> _Task requirements_: Please present every line of the items below as a numbered list, skipping blank lines. Leave the pictures out of your answer.

* START Data shown *

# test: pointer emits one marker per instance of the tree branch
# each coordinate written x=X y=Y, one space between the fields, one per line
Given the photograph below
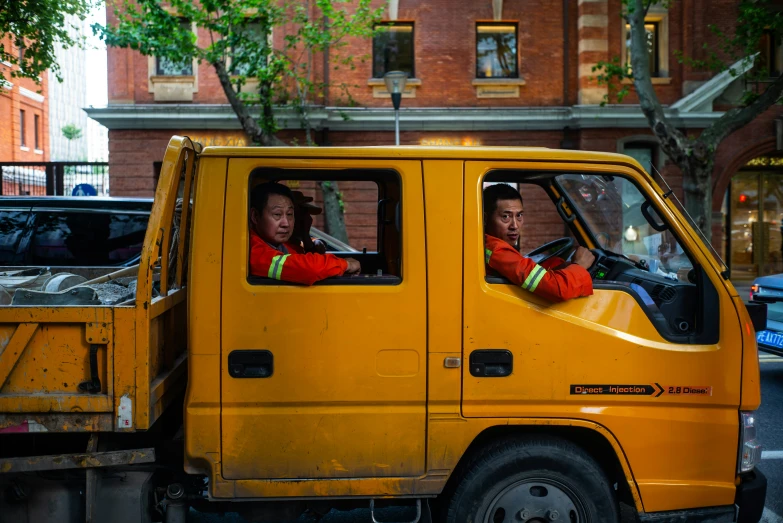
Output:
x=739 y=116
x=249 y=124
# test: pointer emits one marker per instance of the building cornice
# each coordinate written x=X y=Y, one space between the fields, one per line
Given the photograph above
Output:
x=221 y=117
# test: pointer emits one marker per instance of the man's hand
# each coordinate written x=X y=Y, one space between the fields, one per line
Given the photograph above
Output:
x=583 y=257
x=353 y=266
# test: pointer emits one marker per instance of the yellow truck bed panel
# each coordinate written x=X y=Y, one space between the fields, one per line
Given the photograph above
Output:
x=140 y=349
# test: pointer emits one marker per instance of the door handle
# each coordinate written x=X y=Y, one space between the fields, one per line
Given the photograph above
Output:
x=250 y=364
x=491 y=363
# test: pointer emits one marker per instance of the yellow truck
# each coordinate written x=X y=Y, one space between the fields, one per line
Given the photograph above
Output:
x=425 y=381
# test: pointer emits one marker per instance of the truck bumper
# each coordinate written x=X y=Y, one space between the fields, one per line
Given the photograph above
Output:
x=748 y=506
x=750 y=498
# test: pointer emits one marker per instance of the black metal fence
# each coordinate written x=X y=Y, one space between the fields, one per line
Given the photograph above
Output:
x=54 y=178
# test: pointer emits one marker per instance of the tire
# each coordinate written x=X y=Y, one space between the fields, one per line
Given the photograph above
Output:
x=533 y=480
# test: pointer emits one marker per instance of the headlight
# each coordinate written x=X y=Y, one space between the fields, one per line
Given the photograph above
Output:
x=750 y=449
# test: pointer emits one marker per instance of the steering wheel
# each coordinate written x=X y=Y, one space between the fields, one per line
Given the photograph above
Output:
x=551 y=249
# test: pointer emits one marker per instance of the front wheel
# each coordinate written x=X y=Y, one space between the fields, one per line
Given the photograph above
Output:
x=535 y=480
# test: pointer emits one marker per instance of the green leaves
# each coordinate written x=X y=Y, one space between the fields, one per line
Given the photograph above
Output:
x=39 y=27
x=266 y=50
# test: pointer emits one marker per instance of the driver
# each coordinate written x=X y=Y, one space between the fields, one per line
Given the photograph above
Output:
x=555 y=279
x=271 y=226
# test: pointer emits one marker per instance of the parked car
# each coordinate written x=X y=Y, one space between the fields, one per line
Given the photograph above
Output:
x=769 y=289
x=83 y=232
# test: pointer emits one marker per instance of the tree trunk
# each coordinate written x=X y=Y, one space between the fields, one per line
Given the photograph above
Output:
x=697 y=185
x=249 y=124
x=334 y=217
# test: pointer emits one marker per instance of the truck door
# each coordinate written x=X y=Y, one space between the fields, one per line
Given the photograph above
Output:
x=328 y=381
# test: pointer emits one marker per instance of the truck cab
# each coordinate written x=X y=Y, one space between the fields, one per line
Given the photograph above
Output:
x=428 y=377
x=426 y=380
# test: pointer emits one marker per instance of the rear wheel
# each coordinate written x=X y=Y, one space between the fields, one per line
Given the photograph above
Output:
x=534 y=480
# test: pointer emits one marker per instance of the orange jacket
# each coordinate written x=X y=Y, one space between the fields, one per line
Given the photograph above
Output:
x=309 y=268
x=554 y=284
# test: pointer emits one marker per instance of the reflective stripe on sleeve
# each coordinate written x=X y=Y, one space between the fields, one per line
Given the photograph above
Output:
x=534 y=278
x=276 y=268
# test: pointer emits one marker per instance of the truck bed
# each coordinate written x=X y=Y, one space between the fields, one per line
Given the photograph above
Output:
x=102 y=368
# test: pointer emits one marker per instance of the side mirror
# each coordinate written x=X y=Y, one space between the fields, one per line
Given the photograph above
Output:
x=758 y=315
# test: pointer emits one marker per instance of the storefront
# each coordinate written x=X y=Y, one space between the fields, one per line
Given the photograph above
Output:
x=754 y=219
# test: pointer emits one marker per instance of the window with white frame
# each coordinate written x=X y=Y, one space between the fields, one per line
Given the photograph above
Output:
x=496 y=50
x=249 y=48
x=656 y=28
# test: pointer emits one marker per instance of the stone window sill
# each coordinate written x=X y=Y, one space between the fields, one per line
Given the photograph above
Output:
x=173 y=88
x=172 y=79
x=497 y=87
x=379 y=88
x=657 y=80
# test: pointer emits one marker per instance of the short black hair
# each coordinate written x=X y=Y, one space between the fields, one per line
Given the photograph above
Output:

* END Data shown *

> _Task solution_:
1. # test: pointer emits one marker per instance of the tree branch
2. # each coordinate written x=X y=Y, one space between the fields, one per line
3. Given the photograph below
4. Output:
5. x=739 y=116
6. x=249 y=124
7. # test: pointer emits one marker per instance of the building cornice
8. # each coordinate written x=X y=Y, one space between the fields, one per line
9. Given the photograph above
10. Output:
11. x=221 y=117
12. # test: pointer emits one marker per instance of the man's hand
13. # each coordinate written x=X y=Y, one space between the fields, one per line
14. Given the photograph above
15. Output:
16. x=583 y=257
17. x=353 y=266
18. # test: pointer emits one marker per instance of the yellow truck bed panel
19. # each coordinate written x=X y=Y, one space between the fields, one per line
20. Given the photograph above
21. Output:
22. x=140 y=349
23. # test: pointer emits one marker per instance of the door handle
24. # each coordinate written x=X y=Y, one space between the fields, one per line
25. Given the photograph above
26. Output:
27. x=250 y=364
28. x=491 y=363
29. # test: pointer emits one marker per instance of the yellow truck
30. # each coordinate written x=X y=Y, one space between the fields, one per line
31. Given the photograph above
32. Output:
33. x=425 y=381
34. # test: pointer emits one marker per instance of the truck bumper
35. # each coordinate written x=X y=Y, one space between the fields, one per line
36. Given the photograph above
37. Output:
38. x=748 y=506
39. x=750 y=498
40. # test: pointer emits one marker per instance of the black metal fence
41. # each coordinate written x=X y=Y, one space between the fields, one per line
42. Given the photograph above
43. Output:
44. x=54 y=178
45. # test: pointer emits one marker per instance of the tire
46. # each coordinate written x=X y=Y, one space between the fields, one per line
47. Given the photograph above
48. Output:
49. x=533 y=480
50. # test: pointer emits one marker per instance of the headlight
51. # each coordinate written x=X y=Y, one space between the fields, one per line
52. Given the photograph above
53. Output:
54. x=750 y=449
55. # test: pointer emits one marker per instance of the steering wheel
56. # each coordinate written x=X y=Y, one space between the fields, one per line
57. Given the photograph above
58. Output:
59. x=551 y=249
60. # test: pointer emits one marker per instance of the front wheel
61. # each coordinate written x=X y=Y, one space between the fields, one per line
62. Given the photograph above
63. Output:
64. x=535 y=480
65. # test: pointer emits one marker per instance of the green leaves
66. # each coordinate written x=X y=Y, one space between the fields, one per line
67. Given the photograph above
68. Output:
69. x=39 y=27
70. x=266 y=50
71. # test: pointer emits one marker per instance of the driver
72. # each coordinate written x=X y=Y, one space between the fields, one per line
73. Given the photograph above
74. Output:
75. x=555 y=279
76. x=271 y=226
77. # test: pointer emits one marker per instance of the parked car
78. # each coordinate written x=X y=Y, one space between the fields, one per line
79. Given the photograph above
80. Output:
81. x=769 y=289
82. x=83 y=232
83. # test: pointer emits one marker per instance of the tree trunk
84. # each coordinate written x=X y=Y, one space between the fields, one per line
85. Given the photograph above
86. Output:
87. x=697 y=185
88. x=249 y=124
89. x=334 y=217
90. # test: pointer emits one marker per instance of the truck door
91. # each coordinate written x=X y=Y, one space between the fields, one per line
92. Given the photograph above
93. Output:
94. x=328 y=381
95. # test: pointer emits one marker per instance of the truck cab
96. # each coordinate written x=X y=Y, one space between the fields, one per line
97. Given the photograph above
98. Output:
99. x=428 y=377
100. x=426 y=380
101. # test: pointer emits one marker per instance of the rear wheel
102. # each coordinate written x=X y=Y, one space between the fields, one per line
103. Given the photograph above
104. Output:
105. x=534 y=480
106. # test: pointer emits one marker per instance of the orange jacket
107. # each coordinate written x=X y=Y, one space between the fields, one per line
108. Given the photograph above
109. Output:
110. x=309 y=268
111. x=554 y=284
112. # test: pointer emits one marker per instance of the reflective stripe on sleeve
113. # each coordinate written x=X y=Y, one space between the fields, one per line
114. Given the photograph above
115. Output:
116. x=534 y=278
117. x=276 y=268
118. # test: pointer emits one marker per instance of the truck bed
119. # each coordinate written x=X y=Y, one space between the fields, one per line
120. Given the photograph above
121. Output:
122. x=102 y=368
123. # test: pointer emits one marker per instance of the side mirror
124. # each coordinate written x=X y=Y, one space between the fields, one per line
125. Given the photograph above
126. Output:
127. x=758 y=315
128. # test: pointer emits one marker per instance of the storefront
129. # each coordinate written x=X y=Y, one space between the fields, one per line
130. Given the photograph above
131. Output:
132. x=754 y=219
133. # test: pointer emits one marker per instance of the window with white frame
134. # each coordinate written x=X y=Y, one space between the fields, one per line
135. Given the photograph above
136. Output:
137. x=496 y=50
138. x=249 y=48
139. x=656 y=28
140. # test: pointer emits one marker per instance of the stone window sill
141. # each coordinate written x=X y=Y, one space between the fields, one per line
142. Given the photograph above
143. Output:
144. x=173 y=88
145. x=172 y=79
146. x=497 y=87
147. x=379 y=88
148. x=657 y=80
149. # test: pointer emits one marker per instance of the short black hair
150. # each coordinate written x=X y=Y, one space between the fields, one per line
151. Given the photograph above
152. Output:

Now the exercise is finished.